Your goal: Return the lines of the listing below exactly as they appear, starting at the line containing "Presence check — does the above scene include any chair leg?" and ending at the line containing "left=371, top=79, right=375, bottom=126", both included.

A block of data:

start

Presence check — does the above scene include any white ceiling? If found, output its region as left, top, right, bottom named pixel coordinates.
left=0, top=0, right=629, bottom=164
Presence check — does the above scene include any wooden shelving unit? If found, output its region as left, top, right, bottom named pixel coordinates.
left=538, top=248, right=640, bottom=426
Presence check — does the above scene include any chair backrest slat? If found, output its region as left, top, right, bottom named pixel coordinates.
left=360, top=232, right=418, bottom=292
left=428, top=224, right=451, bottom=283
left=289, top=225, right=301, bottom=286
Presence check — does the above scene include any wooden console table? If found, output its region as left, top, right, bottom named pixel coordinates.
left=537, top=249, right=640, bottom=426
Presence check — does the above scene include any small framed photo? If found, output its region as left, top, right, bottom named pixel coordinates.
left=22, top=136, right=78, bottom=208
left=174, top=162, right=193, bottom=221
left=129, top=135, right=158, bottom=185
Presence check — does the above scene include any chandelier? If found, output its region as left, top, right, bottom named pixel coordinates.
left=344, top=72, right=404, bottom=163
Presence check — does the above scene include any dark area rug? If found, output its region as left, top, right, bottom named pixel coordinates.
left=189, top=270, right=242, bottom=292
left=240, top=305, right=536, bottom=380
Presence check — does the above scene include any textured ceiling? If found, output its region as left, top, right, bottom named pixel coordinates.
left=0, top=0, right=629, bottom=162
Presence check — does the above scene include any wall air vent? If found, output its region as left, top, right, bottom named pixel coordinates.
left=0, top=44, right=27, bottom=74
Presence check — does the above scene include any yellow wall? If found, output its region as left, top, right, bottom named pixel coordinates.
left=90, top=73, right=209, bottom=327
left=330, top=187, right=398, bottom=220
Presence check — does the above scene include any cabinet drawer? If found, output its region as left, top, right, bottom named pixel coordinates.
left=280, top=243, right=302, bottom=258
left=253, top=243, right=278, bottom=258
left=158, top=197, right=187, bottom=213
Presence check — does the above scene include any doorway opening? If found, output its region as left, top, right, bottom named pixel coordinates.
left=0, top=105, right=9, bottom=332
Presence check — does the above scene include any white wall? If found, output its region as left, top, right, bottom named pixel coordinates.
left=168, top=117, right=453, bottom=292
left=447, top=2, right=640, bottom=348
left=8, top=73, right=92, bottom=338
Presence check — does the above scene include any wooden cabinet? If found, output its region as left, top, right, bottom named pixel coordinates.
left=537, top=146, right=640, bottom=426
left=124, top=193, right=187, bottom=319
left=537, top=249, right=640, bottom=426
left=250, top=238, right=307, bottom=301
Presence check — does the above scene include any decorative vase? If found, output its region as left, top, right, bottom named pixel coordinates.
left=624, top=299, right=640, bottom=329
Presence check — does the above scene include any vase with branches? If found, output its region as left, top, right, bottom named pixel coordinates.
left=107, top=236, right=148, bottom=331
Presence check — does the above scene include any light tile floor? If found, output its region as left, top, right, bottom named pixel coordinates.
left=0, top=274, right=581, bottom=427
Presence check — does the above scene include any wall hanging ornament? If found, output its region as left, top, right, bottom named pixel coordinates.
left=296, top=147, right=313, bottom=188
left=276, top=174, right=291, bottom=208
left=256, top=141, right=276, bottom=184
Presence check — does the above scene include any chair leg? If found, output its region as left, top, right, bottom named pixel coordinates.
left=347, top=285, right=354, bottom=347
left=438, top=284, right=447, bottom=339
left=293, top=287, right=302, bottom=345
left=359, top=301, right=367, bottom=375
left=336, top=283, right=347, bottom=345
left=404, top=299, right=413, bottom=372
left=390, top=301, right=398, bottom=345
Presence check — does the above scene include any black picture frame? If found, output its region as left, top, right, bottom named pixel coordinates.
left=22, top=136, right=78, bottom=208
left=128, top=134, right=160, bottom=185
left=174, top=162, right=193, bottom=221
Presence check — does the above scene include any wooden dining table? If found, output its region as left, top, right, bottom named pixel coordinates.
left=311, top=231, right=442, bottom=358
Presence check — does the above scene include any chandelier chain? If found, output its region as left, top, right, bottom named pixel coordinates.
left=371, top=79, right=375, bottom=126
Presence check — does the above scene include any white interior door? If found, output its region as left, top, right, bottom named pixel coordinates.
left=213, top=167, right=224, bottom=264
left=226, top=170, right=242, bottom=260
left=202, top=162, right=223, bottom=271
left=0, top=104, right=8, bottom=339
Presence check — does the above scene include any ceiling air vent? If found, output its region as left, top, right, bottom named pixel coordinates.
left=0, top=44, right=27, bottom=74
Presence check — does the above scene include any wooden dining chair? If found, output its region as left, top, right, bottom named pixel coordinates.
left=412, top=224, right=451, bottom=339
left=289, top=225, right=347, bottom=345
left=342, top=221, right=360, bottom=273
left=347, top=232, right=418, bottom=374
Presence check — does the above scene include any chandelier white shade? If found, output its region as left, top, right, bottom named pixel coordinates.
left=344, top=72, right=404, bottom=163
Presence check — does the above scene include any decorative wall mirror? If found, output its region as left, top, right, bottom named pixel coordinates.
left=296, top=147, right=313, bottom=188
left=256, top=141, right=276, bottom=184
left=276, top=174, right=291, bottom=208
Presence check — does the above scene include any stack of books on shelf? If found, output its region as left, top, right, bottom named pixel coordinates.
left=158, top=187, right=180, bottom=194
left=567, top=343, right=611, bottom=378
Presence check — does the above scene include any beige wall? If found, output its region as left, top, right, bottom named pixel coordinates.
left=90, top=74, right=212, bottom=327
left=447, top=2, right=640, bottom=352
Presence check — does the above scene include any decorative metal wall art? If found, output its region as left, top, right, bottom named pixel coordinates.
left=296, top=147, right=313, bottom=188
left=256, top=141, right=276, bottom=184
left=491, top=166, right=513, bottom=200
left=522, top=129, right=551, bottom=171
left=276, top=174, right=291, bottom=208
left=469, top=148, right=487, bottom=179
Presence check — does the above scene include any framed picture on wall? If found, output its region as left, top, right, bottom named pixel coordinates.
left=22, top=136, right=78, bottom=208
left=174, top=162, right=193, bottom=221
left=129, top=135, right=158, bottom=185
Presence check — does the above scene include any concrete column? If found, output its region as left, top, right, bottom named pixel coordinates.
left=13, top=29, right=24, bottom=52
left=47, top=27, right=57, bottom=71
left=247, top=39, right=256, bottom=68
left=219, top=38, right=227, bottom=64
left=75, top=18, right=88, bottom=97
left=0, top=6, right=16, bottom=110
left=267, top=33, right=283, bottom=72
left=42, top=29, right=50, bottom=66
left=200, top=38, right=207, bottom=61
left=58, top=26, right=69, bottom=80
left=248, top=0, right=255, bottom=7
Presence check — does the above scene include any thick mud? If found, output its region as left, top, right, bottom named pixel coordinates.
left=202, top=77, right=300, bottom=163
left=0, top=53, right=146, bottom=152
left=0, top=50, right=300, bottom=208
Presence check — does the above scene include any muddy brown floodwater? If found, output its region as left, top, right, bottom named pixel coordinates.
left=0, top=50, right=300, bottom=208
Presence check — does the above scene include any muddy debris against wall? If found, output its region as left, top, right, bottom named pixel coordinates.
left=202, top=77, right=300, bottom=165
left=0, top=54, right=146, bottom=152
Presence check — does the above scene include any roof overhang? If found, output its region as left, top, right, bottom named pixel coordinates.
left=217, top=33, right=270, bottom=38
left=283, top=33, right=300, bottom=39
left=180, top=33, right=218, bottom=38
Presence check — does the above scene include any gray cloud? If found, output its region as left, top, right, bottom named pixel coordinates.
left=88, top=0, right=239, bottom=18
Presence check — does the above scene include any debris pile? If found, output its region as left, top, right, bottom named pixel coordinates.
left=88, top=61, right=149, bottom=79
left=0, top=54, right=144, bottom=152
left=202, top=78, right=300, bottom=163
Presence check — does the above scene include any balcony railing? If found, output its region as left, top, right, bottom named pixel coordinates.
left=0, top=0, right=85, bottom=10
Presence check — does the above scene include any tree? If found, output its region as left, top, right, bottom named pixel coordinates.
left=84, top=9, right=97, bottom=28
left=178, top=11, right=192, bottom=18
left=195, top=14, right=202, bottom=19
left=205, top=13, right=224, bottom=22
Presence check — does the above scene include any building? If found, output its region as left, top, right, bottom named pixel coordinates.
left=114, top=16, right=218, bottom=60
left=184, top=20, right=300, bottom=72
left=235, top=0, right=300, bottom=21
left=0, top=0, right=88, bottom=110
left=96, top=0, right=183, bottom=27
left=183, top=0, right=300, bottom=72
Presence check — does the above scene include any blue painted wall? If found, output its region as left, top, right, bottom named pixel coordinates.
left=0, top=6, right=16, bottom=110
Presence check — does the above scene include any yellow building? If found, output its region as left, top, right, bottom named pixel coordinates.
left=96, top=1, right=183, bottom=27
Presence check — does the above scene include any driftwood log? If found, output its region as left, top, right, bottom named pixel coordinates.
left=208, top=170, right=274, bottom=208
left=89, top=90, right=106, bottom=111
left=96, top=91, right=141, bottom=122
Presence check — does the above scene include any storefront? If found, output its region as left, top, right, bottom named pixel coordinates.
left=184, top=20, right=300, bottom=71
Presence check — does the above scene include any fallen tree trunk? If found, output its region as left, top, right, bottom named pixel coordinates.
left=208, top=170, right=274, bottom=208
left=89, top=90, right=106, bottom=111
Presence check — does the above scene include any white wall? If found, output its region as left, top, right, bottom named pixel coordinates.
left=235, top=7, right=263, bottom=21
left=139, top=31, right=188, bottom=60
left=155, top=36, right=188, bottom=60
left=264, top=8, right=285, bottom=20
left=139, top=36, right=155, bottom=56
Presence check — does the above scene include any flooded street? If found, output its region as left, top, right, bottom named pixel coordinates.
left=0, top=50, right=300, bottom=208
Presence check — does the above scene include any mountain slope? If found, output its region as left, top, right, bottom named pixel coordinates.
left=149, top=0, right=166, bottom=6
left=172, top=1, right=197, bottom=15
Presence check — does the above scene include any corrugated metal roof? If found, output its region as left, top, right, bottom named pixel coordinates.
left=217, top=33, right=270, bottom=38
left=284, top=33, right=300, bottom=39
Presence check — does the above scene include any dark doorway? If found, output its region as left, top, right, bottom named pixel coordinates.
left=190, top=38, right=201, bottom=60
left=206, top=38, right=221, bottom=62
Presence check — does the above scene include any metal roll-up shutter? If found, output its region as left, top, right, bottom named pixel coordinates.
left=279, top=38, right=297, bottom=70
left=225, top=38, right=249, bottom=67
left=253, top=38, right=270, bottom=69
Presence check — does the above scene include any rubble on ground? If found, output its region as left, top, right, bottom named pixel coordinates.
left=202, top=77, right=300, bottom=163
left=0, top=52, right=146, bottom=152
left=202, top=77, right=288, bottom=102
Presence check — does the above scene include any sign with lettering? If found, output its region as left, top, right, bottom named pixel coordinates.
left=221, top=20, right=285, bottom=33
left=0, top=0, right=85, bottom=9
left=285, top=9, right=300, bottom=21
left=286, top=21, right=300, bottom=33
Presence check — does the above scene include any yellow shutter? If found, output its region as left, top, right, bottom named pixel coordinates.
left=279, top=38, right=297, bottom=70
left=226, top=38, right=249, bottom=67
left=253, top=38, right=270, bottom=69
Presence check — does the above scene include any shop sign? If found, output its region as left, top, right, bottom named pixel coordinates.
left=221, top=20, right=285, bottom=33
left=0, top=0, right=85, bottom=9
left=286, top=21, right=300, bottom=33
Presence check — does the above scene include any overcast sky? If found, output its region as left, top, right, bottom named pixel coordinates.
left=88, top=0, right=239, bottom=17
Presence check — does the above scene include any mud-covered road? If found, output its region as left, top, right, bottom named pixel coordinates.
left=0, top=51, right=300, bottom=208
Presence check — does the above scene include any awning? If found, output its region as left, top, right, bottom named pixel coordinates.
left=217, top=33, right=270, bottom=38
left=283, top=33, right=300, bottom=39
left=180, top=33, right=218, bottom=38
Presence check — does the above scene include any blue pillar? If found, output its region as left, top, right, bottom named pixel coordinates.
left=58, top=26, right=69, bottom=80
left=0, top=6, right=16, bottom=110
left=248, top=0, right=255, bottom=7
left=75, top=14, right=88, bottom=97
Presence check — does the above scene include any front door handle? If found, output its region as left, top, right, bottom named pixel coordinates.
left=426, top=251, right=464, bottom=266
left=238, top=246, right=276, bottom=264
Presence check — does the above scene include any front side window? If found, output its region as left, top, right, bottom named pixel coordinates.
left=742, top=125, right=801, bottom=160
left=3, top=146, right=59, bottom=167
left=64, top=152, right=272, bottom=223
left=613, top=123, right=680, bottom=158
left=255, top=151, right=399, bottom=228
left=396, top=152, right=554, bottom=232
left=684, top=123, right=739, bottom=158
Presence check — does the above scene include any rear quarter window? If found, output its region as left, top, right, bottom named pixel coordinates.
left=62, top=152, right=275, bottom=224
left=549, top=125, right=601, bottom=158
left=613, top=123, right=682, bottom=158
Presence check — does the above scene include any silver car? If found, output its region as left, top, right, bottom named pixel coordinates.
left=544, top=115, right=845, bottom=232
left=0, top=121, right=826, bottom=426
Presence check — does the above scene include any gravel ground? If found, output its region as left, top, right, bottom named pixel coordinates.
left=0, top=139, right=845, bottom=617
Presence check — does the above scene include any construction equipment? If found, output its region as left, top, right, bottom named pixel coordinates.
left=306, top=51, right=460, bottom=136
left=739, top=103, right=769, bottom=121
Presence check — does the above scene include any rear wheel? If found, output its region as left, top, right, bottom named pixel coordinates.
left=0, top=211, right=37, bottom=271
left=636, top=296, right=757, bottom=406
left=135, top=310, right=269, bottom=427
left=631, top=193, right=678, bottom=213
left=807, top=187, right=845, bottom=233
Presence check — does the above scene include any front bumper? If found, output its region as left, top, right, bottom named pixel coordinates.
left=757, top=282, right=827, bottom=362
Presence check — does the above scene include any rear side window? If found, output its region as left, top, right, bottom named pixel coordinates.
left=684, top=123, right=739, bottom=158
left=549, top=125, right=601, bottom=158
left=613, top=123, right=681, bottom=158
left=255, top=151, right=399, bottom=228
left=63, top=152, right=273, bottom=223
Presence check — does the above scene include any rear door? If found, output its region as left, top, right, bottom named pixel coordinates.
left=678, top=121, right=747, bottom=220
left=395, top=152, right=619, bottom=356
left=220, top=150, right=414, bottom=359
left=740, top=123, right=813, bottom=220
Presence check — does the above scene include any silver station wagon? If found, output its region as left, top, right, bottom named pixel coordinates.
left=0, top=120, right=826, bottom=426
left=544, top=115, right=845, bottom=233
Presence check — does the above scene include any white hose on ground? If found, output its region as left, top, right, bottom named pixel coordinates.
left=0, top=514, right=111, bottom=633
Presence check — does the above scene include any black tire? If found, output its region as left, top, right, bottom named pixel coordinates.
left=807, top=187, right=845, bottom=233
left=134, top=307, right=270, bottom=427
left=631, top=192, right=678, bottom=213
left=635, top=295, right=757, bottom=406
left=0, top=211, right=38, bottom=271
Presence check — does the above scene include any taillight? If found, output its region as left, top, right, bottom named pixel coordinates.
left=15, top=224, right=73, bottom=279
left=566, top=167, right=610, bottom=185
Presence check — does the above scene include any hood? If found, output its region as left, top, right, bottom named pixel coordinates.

end

Written answer:
Presence check — does the above scene include any chair leg? If found, output its region as left, top, right, bottom named pixel coordinates.
left=347, top=285, right=354, bottom=347
left=438, top=284, right=447, bottom=339
left=293, top=287, right=302, bottom=345
left=359, top=301, right=367, bottom=375
left=336, top=283, right=347, bottom=345
left=404, top=299, right=413, bottom=372
left=390, top=301, right=398, bottom=345
Presence check — does the above scene include any black picture frame? If found, output its region as left, top, right, bottom named pixel coordinates.
left=22, top=136, right=78, bottom=208
left=128, top=134, right=160, bottom=185
left=174, top=162, right=193, bottom=221
Presence check — does the above scene include any wooden dining table? If found, output its region as left, top, right, bottom named pixel coordinates.
left=311, top=231, right=442, bottom=358
Presence check — does the above scene include any chandelier chain? If found, output its region as left, top, right, bottom named pixel coordinates.
left=371, top=79, right=375, bottom=126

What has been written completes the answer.